_TASK BRIEF_. Copy every line of the data from the first line through the line with "[365,275,498,342]", both included, requests and all. In the answers, shift each bounding box coordinate by adding -89.

_DATA LINES_.
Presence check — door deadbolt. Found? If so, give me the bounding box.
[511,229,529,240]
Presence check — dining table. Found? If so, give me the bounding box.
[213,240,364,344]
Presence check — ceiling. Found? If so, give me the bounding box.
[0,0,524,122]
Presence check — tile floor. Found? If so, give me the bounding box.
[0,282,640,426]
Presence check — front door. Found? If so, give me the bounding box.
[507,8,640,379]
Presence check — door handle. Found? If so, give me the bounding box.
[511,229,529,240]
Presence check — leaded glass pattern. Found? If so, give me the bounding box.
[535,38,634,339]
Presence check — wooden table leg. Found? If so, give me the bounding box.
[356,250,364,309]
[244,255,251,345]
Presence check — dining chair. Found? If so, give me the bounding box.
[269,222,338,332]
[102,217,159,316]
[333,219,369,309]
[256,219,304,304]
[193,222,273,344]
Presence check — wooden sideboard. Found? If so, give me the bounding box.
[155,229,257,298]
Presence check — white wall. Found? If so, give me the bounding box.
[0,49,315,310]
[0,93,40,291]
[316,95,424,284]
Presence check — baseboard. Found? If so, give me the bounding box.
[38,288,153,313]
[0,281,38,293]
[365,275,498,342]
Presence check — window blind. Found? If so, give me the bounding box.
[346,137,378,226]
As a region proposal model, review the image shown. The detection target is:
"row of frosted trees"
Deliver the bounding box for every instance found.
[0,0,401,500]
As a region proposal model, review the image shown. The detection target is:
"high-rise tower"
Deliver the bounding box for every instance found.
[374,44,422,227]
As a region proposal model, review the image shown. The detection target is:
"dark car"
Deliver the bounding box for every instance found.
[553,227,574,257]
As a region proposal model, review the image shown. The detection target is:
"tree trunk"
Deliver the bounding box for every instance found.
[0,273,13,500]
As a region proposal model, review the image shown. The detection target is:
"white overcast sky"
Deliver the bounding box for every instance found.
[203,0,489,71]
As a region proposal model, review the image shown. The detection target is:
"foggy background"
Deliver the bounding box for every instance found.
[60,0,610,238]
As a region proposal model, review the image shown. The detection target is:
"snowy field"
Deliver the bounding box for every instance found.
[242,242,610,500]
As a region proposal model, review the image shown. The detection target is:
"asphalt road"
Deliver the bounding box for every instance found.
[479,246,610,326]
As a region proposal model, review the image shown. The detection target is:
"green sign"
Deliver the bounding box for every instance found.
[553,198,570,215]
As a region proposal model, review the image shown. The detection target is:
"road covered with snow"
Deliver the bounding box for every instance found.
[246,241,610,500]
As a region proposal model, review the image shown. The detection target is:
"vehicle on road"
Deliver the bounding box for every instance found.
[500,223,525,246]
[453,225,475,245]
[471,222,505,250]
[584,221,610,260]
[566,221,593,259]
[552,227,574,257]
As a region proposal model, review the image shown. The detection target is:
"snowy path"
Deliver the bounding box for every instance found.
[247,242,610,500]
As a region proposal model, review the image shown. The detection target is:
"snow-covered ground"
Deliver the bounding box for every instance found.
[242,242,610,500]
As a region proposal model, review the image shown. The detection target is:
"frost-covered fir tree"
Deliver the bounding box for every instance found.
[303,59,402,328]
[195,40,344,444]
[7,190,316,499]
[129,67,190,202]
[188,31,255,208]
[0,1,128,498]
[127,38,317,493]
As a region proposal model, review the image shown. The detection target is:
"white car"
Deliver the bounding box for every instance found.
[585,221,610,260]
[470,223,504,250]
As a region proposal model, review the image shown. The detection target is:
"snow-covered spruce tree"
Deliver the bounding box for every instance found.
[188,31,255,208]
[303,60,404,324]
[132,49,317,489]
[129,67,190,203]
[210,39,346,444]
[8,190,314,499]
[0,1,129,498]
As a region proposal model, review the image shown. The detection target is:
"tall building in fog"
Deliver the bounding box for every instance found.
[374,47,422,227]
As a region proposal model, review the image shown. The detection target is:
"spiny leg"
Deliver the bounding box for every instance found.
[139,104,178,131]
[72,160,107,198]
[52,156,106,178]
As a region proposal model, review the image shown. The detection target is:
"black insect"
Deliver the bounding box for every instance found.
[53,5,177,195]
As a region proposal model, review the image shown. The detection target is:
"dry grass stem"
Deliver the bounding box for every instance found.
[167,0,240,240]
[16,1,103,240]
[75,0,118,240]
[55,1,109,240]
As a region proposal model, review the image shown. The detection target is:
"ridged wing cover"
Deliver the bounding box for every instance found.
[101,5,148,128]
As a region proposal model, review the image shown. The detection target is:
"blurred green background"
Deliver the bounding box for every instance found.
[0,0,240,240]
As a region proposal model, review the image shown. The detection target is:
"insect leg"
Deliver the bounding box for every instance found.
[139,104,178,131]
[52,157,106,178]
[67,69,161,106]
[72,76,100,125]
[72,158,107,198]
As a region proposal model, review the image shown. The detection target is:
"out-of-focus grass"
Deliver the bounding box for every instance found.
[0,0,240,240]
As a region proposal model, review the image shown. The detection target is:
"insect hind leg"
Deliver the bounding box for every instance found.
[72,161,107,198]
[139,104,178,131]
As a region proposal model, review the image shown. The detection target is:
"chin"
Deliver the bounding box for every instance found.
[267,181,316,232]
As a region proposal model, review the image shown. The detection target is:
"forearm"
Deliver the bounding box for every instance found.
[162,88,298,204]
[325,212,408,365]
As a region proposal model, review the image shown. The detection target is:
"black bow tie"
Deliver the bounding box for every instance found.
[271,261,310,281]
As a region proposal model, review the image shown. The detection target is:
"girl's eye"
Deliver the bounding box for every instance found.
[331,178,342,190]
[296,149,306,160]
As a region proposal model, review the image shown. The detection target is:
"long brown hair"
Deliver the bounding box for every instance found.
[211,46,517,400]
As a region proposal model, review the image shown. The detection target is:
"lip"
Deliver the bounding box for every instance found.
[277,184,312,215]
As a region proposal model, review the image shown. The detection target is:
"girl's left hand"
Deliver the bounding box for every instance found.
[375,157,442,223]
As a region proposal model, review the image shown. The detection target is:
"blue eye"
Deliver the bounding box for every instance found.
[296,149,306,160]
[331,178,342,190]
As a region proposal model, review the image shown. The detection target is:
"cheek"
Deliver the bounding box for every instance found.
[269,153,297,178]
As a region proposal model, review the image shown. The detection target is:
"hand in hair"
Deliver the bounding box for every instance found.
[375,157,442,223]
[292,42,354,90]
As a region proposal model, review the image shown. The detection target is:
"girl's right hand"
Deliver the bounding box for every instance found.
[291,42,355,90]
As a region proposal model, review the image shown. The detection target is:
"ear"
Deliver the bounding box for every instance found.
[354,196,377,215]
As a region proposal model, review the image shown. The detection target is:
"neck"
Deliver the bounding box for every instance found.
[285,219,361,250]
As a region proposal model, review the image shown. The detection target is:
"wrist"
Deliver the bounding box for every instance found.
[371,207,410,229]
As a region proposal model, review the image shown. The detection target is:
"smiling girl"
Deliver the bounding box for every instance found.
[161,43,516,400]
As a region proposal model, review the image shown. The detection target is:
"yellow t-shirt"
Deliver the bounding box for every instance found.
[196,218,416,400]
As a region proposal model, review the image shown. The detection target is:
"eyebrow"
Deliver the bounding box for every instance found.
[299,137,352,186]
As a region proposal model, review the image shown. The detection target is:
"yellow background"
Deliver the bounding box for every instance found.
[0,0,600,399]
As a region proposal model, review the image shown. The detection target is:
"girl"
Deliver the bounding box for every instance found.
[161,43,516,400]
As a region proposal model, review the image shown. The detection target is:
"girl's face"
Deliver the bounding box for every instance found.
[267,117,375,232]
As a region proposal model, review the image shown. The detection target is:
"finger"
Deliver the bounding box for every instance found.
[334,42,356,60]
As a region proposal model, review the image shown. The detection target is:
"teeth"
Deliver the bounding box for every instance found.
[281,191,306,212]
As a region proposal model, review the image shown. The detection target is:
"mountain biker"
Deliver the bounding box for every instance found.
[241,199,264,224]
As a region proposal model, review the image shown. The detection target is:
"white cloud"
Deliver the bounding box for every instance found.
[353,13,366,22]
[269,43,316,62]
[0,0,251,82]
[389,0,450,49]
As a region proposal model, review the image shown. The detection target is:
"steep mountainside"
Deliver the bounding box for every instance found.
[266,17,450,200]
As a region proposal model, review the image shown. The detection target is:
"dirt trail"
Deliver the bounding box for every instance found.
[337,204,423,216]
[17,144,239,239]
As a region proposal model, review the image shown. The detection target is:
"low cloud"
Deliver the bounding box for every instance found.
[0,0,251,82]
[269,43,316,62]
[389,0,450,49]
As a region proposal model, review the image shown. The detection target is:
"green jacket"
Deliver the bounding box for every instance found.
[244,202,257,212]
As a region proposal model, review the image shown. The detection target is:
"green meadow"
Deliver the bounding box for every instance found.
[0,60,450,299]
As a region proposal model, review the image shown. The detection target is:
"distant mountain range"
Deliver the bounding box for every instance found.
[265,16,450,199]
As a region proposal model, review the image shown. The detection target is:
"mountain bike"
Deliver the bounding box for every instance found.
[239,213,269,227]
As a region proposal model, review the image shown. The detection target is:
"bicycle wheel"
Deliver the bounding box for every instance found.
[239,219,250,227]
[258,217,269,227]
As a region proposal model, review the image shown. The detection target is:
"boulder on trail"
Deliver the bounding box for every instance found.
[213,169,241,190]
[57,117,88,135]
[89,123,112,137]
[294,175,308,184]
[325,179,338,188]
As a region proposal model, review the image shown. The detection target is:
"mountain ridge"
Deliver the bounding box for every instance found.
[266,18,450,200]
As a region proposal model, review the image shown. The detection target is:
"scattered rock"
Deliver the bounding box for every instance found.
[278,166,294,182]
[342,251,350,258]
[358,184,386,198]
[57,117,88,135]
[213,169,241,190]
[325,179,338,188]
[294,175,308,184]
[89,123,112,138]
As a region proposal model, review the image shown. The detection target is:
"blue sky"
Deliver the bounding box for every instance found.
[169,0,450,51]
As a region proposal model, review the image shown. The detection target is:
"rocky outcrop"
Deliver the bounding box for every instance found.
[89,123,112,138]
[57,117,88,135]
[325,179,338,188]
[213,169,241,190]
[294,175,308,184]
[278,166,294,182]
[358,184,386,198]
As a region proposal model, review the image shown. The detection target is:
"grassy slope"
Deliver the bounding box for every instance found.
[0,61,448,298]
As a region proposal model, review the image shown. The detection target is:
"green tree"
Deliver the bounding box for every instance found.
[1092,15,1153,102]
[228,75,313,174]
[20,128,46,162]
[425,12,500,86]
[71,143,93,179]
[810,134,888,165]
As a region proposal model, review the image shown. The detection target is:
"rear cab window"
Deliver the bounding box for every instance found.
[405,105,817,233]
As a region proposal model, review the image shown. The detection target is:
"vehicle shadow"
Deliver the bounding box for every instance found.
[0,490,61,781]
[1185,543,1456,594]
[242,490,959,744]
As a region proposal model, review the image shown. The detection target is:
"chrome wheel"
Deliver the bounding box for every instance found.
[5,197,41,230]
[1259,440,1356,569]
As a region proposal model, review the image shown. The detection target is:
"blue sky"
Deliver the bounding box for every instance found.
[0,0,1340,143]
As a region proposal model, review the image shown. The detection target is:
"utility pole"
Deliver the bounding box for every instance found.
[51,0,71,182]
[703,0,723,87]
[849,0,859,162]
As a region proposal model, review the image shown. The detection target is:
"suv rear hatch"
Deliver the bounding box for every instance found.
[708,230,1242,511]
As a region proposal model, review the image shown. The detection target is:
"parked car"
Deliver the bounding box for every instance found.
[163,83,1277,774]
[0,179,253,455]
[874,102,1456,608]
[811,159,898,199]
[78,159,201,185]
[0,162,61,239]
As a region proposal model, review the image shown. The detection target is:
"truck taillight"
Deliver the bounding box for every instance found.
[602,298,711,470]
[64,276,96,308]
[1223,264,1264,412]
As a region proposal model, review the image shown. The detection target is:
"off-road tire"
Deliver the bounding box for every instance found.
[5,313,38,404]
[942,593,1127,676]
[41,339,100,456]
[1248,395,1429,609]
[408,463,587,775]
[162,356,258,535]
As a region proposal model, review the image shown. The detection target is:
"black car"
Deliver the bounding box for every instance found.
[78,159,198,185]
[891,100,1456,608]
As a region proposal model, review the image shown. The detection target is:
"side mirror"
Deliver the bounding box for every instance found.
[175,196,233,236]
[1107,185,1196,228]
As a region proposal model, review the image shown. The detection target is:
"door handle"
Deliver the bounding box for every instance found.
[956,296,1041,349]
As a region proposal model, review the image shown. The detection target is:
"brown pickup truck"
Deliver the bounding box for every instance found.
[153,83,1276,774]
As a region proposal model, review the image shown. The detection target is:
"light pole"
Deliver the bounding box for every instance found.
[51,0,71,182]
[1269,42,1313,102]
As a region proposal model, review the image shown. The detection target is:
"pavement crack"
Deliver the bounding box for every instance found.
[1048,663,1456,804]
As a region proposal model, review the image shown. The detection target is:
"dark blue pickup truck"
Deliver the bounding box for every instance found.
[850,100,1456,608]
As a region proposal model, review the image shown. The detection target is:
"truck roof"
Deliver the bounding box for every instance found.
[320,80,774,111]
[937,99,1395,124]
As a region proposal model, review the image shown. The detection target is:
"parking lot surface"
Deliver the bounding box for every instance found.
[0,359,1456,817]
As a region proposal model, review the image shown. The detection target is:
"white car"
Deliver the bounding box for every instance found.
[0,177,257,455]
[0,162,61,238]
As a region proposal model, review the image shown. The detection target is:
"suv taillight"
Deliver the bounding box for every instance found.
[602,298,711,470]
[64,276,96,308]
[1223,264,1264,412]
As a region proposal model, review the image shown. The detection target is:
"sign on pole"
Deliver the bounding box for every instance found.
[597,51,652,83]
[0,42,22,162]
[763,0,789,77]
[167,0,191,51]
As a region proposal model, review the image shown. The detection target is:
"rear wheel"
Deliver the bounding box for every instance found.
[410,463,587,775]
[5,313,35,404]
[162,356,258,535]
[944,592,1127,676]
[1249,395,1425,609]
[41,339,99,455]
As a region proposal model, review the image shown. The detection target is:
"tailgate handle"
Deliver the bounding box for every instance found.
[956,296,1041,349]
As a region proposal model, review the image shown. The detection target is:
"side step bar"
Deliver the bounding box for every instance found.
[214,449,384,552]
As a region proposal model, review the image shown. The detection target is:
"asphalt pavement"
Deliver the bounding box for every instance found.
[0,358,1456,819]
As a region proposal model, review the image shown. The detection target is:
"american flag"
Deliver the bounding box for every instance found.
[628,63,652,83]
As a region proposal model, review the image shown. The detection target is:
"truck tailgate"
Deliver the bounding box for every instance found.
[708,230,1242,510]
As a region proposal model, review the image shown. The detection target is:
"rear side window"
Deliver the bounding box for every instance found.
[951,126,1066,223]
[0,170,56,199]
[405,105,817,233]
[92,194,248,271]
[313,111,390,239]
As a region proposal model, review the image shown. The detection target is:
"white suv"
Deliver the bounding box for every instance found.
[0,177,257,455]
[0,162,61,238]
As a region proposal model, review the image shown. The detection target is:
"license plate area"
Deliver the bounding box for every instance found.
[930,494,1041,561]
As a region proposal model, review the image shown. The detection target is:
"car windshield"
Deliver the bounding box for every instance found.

_ANSWER FOR THE TASK_.
Presence check — door deadbolt. Found? If so, give me the bounding box.
[422,140,440,151]
Presence check — dining table. Found? If so, give me the bounding box.
[124,151,275,255]
Presence check — ceiling. Found? If so, give me the bounding box.
[-89,-89,435,33]
Presence check — tile floor. Found? If so, give me the bounding box.
[-89,193,551,337]
Presence check — front door. Found? If so, give me the bounding box.
[418,-81,551,290]
Presence check — door handle. Found? If so, give me the bounding box.
[422,140,440,151]
Presence check — leaded glass pattern. Found? If so, give me the bounding box.
[446,-51,545,250]
Presence check — wooden table leg. Found? If so, give me the bounding box.
[267,161,275,220]
[155,166,162,256]
Presence check — dining chair. Found? If so, give me the bounding box.
[180,133,249,243]
[13,128,70,227]
[244,130,280,220]
[167,130,215,215]
[104,133,184,255]
Presence check — wooden sideboard. Found? If so, give me the bounding box.
[66,140,168,209]
Presence check — white wall. Found? If so, give me the bounding box.
[-89,-40,226,221]
[-89,4,-49,202]
[227,6,335,195]
Presence check — baseboard. Found? If so, give me the bounding box.
[-51,199,64,224]
[-89,192,-51,204]
[276,186,409,253]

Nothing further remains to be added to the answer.